** Opening Records provided block **
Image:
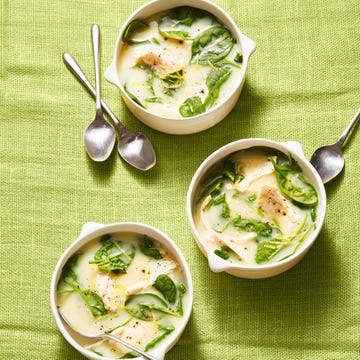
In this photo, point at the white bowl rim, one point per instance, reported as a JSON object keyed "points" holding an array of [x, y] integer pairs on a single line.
{"points": [[247, 45], [295, 149], [92, 230]]}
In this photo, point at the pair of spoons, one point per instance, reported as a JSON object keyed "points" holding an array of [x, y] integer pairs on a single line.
{"points": [[137, 150], [99, 137]]}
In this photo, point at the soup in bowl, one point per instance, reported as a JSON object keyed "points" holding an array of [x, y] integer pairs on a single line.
{"points": [[128, 280], [255, 207], [180, 65]]}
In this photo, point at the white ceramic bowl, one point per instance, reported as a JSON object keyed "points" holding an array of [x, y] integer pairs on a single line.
{"points": [[91, 231], [181, 125], [217, 264]]}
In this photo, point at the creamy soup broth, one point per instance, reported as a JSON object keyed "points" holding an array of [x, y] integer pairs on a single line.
{"points": [[114, 289], [159, 56], [250, 220]]}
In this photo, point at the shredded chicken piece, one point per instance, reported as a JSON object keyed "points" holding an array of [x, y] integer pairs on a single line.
{"points": [[157, 64], [253, 175], [273, 203], [110, 292]]}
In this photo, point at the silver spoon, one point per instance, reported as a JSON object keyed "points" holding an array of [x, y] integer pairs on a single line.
{"points": [[99, 136], [106, 336], [328, 160], [135, 148]]}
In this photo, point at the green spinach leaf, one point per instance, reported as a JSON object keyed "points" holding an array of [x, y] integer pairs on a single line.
{"points": [[212, 45], [148, 247], [172, 81], [167, 287], [192, 106], [173, 25], [91, 299], [292, 183], [214, 80], [223, 252], [113, 255], [147, 306]]}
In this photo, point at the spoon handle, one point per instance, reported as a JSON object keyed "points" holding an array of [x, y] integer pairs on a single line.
{"points": [[126, 344], [348, 129], [79, 74], [95, 37]]}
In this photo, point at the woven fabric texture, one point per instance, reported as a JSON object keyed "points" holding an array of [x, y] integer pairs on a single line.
{"points": [[303, 84]]}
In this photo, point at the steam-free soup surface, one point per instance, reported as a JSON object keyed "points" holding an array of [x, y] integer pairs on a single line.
{"points": [[126, 284], [179, 63], [256, 207]]}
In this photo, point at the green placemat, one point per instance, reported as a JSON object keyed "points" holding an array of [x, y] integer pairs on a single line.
{"points": [[302, 84]]}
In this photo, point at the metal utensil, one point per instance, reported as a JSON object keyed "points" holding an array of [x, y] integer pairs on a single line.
{"points": [[105, 336], [328, 160], [99, 136], [134, 147]]}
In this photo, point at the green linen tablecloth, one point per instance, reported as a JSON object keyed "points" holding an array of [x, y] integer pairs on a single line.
{"points": [[303, 84]]}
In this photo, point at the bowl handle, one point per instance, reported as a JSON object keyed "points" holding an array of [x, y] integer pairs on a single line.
{"points": [[216, 264], [111, 74], [295, 147], [248, 45]]}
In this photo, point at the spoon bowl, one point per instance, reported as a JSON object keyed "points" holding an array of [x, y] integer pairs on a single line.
{"points": [[328, 160], [105, 336], [99, 137], [134, 147]]}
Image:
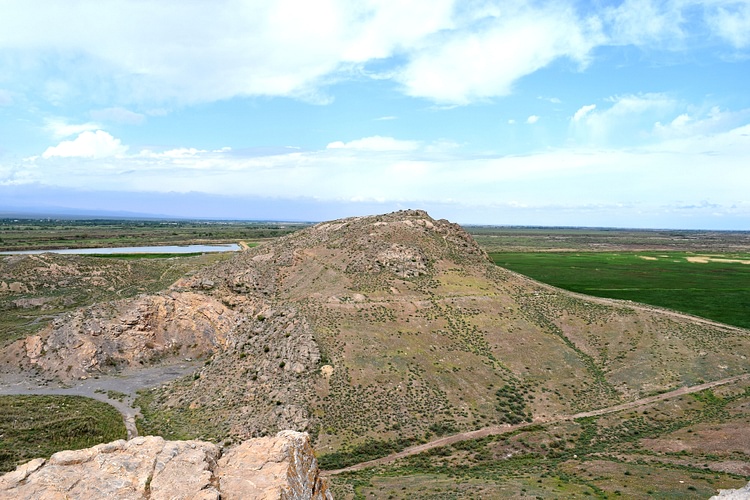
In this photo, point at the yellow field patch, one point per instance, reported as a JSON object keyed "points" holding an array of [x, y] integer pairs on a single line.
{"points": [[705, 259]]}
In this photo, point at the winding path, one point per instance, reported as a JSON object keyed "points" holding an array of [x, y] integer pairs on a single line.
{"points": [[502, 429], [127, 383]]}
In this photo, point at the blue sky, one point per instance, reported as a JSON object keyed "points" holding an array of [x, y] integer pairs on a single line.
{"points": [[598, 113]]}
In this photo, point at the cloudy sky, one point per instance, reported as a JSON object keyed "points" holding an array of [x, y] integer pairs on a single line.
{"points": [[630, 113]]}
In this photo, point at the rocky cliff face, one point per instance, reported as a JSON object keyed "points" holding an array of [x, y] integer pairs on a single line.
{"points": [[131, 332], [392, 327], [280, 467]]}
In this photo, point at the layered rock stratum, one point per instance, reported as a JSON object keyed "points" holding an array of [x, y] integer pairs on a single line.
{"points": [[387, 327], [279, 467]]}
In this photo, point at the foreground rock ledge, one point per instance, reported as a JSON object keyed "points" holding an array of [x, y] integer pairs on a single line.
{"points": [[280, 467]]}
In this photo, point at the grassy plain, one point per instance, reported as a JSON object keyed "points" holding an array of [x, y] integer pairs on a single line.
{"points": [[715, 286], [48, 234], [38, 426]]}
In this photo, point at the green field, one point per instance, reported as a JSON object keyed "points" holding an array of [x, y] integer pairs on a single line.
{"points": [[38, 426], [48, 234], [716, 287]]}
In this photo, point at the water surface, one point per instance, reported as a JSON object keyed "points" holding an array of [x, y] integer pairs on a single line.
{"points": [[233, 247]]}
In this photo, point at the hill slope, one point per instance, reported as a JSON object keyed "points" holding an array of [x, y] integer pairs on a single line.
{"points": [[397, 325]]}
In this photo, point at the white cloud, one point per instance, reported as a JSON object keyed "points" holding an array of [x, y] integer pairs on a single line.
{"points": [[583, 111], [678, 171], [628, 121], [375, 143], [448, 51], [60, 128], [118, 115], [644, 22], [88, 144], [732, 22], [202, 52], [483, 60]]}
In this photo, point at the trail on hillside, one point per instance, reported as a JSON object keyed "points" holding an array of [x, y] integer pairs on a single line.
{"points": [[502, 429]]}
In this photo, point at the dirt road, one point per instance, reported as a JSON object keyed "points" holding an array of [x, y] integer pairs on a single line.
{"points": [[502, 429], [126, 383]]}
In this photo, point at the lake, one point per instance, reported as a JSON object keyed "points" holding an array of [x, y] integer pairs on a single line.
{"points": [[155, 249]]}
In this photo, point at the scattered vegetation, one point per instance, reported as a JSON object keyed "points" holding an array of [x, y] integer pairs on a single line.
{"points": [[38, 426]]}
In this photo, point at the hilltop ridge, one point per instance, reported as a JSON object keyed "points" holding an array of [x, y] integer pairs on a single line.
{"points": [[388, 326]]}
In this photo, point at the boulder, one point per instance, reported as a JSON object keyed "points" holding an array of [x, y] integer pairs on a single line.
{"points": [[279, 467]]}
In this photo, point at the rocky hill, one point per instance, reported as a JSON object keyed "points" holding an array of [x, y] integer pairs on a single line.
{"points": [[280, 467], [389, 327]]}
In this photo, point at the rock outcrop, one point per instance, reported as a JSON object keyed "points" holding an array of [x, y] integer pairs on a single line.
{"points": [[133, 332], [738, 494], [280, 467]]}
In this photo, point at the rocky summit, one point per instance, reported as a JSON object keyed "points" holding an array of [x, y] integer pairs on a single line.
{"points": [[391, 327], [280, 467]]}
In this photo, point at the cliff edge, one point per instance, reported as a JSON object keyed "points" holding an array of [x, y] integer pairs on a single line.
{"points": [[279, 467]]}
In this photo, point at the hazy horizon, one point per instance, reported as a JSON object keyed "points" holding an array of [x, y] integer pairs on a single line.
{"points": [[629, 113]]}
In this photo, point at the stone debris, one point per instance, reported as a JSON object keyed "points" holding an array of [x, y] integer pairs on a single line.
{"points": [[279, 467]]}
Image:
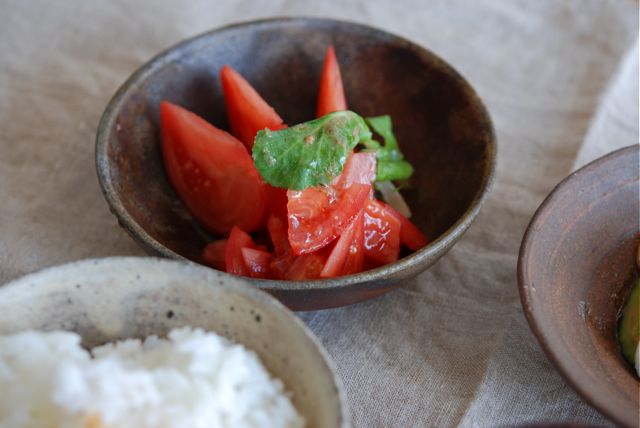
** Closing Records provided block **
Instructions to follow: Only the lines from the one holding "In this photo, point at the stone" to the last line of the entries above should be printed, exactly as they appear and with no pictures.

Solved problem:
In this photo, point at the stone debris, one point per instance, reported as a JSON object keyed "points" holding an array of [x, y] integer pairs on a single line.
{"points": [[279, 467]]}
Image:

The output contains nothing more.